• [RECORDS FOR THE TASK]
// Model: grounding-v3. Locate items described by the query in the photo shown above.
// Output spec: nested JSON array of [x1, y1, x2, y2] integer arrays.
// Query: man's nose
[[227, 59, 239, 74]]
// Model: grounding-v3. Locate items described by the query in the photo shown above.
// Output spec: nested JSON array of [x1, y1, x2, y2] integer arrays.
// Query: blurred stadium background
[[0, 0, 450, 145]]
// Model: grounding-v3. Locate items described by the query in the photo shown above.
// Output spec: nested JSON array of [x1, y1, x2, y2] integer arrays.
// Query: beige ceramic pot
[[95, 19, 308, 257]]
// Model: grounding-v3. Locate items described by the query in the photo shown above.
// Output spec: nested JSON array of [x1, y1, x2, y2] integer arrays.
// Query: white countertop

• [WRITTEN INSTRUCTION]
Copy out every entry above word for word, keeping each line as it stands.

• [COMPLETE OUTPUT]
// Model: grounding-v3. Locate items described by the query in the photo shown above.
// Output spec: nested JSON array of [x1, y1, x2, y2] integer arrays.
// Query: man's nose
[[227, 59, 239, 74]]
// Model: grounding-v3. Locate items described by the query in the photo shown above.
// Output spec: nested JSON array of [x1, y1, x2, y2] integer arrays.
// Query: blurred stadium background
[[0, 0, 450, 145]]
// Model: grounding-v3. Locate items described by the query in the photo shown above.
// Output spec: nested JSON array of [x1, y1, x2, y2] integer arrays.
// Query: beige ceramic pot
[[95, 19, 308, 257]]
// Model: grounding-v3. Locate items described by the query in the photo shown above.
// Output spec: nested JSON array of [x1, y1, x2, y2] integer arrays.
// Query: white countertop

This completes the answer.